# [To be done]
Please copy out the blog post below in full, word for word, from its date line through its final line.

# [Quoted text]
Thursday, September 24, 2009

Your Resentment Is Delicious.

Blog
* Title is from Glee, the best show ever on Wednesday to include dancing football players.

* This is like the saddest example of bad posture ever:

[Drawn by Erin]
This could be an alien species, and the Doctor has to teach them about standing up straight for their self-esteem.

What? I'm still sick.

* Megan, your Poopy-Time Fun-Shapes beat out almost everything I have ever written about on this blog. But I have to say, I'm kind of grateful you're the one who had to deal with it, instead of me. Because... well... they're disgusting. And they scare me. Now go watch The IT Crowd and try to forget this trauma.

* Theresa tells me about X-Men. If I need to know anything about comics, I ask Theresa. If I need to know anything about musicals, I ask Theresa. She is a geyser of information. And I know this was for Mutant Monday, but you know what? I am SICK, dammit, and keep sneezing and coughing and you should all be sympathetic, and like fine wine Theresa's blog posts only IMPROVE with age. TRUFAX.

WTF, INTERNET?

# [Provided data]
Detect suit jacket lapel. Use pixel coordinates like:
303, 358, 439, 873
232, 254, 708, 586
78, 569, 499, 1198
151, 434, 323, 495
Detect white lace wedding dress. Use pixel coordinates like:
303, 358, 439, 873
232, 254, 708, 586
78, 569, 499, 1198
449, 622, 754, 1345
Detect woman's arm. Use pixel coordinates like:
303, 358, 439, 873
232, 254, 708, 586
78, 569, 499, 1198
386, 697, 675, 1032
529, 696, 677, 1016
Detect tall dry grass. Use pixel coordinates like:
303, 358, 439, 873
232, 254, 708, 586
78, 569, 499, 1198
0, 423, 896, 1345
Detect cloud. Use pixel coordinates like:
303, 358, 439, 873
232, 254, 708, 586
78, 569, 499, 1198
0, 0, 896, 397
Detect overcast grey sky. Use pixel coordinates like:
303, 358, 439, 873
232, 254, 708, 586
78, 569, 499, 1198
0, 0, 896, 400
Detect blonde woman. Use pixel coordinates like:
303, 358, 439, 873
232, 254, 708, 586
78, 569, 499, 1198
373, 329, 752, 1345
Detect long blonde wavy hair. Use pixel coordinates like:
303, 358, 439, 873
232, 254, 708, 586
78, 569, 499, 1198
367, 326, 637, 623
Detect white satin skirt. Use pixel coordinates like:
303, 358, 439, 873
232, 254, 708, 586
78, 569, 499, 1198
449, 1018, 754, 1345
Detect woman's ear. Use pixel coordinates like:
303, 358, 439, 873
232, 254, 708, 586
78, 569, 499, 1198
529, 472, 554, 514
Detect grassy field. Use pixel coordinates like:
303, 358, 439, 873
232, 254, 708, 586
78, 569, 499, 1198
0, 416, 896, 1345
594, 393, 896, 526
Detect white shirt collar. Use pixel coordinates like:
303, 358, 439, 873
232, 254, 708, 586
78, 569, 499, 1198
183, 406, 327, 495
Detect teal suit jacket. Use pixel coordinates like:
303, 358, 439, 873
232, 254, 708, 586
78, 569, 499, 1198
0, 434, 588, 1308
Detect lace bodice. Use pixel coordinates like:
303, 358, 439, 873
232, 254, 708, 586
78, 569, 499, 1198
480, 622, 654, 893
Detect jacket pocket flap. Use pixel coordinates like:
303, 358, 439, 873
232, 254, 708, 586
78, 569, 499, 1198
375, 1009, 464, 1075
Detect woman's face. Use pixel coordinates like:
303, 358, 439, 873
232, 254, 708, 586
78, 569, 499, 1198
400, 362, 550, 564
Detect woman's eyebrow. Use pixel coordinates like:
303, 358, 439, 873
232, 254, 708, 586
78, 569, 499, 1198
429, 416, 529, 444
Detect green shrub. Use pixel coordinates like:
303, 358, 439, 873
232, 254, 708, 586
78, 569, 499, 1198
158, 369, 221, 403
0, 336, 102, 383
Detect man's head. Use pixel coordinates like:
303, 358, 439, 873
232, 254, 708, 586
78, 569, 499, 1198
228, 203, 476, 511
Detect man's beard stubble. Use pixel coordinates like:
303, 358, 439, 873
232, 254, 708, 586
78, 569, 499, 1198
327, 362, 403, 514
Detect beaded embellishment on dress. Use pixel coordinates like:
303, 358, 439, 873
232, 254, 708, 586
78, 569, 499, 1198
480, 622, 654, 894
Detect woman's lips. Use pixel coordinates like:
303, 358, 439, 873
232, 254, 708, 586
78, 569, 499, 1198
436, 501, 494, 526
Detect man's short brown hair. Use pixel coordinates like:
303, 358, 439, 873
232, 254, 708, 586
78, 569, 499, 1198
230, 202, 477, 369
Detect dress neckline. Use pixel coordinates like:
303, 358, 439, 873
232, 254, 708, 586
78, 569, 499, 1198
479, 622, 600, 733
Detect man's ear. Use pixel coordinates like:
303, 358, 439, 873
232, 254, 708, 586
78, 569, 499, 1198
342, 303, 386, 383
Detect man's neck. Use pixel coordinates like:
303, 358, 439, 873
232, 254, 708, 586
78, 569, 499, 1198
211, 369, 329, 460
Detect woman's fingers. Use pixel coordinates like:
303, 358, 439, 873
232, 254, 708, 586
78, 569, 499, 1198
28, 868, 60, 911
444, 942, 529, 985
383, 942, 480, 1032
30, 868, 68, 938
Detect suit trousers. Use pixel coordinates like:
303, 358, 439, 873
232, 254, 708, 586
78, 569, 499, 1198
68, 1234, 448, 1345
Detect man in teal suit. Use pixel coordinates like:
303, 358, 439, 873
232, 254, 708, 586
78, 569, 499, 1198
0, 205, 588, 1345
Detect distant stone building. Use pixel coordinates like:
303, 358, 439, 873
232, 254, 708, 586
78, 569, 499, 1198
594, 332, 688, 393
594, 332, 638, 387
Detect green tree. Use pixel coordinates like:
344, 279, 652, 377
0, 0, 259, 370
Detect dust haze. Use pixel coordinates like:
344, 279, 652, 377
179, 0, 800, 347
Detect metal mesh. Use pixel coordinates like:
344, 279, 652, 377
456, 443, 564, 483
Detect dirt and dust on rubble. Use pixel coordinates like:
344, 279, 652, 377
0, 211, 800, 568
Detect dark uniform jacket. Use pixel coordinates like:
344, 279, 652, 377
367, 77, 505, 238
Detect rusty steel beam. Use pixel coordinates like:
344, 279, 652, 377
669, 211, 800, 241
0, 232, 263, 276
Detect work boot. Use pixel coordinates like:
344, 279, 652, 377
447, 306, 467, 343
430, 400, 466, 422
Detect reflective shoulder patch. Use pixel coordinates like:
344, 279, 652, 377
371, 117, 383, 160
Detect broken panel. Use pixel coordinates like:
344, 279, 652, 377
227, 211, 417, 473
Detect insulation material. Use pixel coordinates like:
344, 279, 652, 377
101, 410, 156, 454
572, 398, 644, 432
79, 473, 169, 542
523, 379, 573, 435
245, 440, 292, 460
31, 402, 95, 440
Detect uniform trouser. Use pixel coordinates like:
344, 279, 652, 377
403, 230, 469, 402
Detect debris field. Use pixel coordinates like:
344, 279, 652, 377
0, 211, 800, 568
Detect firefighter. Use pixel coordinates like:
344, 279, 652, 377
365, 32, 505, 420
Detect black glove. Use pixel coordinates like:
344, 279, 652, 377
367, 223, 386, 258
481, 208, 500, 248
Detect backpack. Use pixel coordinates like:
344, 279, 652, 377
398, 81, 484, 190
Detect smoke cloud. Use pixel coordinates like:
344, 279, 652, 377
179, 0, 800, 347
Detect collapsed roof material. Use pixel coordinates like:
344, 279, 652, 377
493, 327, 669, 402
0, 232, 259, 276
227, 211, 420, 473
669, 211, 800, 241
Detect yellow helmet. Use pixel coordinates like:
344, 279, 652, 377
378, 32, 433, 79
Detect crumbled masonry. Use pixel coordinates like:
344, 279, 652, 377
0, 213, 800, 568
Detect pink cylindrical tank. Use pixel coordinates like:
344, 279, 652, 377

# [Task solution]
Thursday, September 24, 2009

Your Resentment Is Delicious.

Blog
* Title is from Glee, the best show ever on Wednesday to include dancing football players.

* This is like the saddest example of bad posture ever:

[Drawn by Erin]
This could be an alien species, and the Doctor has to teach them about standing up straight for their self-esteem.

What? I'm still sick.

* Megan, your Poopy-Time Fun-Shapes beat out almost everything I have ever written about on this blog. But I have to say, I'm kind of grateful you're the one who had to deal with it, instead of me. Because... well... they're disgusting. And they scare me. Now go watch The IT Crowd and try to forget this trauma.

* Theresa tells me about X-Men. If I need to know anything about comics, I ask Theresa. If I need to know anything about musicals, I ask Theresa. She is a geyser of information. And I know this was for Mutant Monday, but you know what? I am SICK, dammit, and keep sneezing and coughing and you should all be sympathetic, and like fine wine Theresa's blog posts only IMPROVE with age. TRUFAX.

WTF, INTERNET?